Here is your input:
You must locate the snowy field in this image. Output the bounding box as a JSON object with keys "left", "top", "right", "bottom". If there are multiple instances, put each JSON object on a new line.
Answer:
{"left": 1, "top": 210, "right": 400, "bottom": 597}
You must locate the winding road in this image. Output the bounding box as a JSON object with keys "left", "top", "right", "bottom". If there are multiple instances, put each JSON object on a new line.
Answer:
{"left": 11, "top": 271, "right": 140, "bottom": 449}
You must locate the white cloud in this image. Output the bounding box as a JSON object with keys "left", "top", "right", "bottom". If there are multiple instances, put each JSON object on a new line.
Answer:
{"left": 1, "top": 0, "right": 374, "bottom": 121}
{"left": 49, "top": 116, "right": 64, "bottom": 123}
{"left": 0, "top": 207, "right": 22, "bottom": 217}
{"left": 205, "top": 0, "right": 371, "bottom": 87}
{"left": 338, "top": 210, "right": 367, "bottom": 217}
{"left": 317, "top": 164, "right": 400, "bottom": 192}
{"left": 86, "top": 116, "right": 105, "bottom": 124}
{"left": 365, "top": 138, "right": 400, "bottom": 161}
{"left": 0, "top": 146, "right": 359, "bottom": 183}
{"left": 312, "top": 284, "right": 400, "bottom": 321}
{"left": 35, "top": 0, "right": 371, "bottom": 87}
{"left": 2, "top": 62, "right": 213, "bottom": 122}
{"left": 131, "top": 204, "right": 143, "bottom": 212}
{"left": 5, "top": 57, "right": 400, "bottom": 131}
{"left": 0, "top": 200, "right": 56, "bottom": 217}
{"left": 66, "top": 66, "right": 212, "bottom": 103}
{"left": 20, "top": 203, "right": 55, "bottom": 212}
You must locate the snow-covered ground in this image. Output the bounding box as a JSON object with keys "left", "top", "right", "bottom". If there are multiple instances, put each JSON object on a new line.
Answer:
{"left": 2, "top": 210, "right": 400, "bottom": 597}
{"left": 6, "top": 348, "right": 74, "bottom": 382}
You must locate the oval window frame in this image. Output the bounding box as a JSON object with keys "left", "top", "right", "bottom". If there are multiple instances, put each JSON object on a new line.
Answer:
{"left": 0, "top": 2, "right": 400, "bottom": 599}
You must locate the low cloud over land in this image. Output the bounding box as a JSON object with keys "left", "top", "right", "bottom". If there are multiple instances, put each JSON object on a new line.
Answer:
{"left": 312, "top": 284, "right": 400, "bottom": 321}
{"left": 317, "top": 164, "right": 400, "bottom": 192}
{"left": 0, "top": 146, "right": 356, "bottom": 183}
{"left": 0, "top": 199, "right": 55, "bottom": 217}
--
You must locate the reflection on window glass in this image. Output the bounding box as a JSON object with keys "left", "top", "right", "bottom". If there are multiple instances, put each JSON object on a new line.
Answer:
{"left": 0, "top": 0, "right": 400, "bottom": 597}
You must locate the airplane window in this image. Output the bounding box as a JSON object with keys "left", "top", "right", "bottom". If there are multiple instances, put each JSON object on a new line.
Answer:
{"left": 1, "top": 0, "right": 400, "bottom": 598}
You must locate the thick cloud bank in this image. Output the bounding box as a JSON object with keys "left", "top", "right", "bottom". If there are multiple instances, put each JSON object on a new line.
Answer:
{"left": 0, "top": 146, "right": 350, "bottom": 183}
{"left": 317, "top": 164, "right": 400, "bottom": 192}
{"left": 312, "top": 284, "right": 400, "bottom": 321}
---
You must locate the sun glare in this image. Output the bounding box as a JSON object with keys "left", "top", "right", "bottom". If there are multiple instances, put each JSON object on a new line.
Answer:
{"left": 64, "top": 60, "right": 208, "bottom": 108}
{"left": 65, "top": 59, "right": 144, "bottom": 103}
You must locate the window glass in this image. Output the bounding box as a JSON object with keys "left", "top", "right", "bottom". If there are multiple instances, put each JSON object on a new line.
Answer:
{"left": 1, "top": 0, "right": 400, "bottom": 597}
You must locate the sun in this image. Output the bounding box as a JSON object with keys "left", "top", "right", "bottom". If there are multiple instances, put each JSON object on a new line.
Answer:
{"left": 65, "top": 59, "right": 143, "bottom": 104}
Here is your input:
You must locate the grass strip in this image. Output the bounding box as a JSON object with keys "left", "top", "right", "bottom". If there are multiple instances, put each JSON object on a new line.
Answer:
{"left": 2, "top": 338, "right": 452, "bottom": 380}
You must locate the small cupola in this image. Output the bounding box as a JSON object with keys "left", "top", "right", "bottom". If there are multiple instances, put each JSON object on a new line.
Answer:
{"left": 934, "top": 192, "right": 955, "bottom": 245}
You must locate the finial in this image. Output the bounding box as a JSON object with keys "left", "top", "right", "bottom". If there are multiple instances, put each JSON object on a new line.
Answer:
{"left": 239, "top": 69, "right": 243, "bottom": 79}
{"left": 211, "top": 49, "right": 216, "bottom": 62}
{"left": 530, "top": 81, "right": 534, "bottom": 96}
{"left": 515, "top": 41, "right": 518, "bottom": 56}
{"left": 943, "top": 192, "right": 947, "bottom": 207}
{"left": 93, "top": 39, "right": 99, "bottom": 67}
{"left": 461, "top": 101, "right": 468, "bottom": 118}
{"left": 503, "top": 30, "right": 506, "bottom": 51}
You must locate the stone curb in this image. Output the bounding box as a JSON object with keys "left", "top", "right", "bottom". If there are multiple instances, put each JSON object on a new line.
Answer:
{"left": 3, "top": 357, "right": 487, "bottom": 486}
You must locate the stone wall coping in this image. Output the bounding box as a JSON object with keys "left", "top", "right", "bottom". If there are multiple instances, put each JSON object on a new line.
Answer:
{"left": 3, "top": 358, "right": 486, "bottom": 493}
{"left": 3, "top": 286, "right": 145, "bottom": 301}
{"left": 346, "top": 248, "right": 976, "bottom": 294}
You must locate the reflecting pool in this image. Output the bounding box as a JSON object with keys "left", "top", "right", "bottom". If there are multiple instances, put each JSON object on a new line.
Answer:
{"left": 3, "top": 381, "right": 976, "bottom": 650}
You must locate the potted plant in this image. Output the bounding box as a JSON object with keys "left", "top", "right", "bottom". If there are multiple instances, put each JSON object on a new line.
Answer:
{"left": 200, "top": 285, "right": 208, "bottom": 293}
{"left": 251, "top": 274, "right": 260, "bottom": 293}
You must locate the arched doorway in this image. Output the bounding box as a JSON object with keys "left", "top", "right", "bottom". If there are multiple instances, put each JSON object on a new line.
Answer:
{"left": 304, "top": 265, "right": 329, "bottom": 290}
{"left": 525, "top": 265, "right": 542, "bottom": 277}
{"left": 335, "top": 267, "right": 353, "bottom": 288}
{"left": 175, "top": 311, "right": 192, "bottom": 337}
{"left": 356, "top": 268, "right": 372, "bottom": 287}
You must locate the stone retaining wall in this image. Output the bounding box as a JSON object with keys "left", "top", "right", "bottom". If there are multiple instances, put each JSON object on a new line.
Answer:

- [Requirement]
Reproduce word for word the material above, starting with the line that has "You must locate the airplane" and stopping after the line that has "You must locate the thick".

- [Response to the exercise]
You must locate the airplane window in this image. Output the bounding box as a JSON object with keys "left", "top", "right", "bottom". If there are multiple instances, put each JSON object on a new line.
Answer:
{"left": 1, "top": 0, "right": 400, "bottom": 598}
You must locate the thick cloud bank in this image. Output the bounding box as a JSON object with keys "left", "top", "right", "bottom". If there are multiple instances, put each JSON object on a new line.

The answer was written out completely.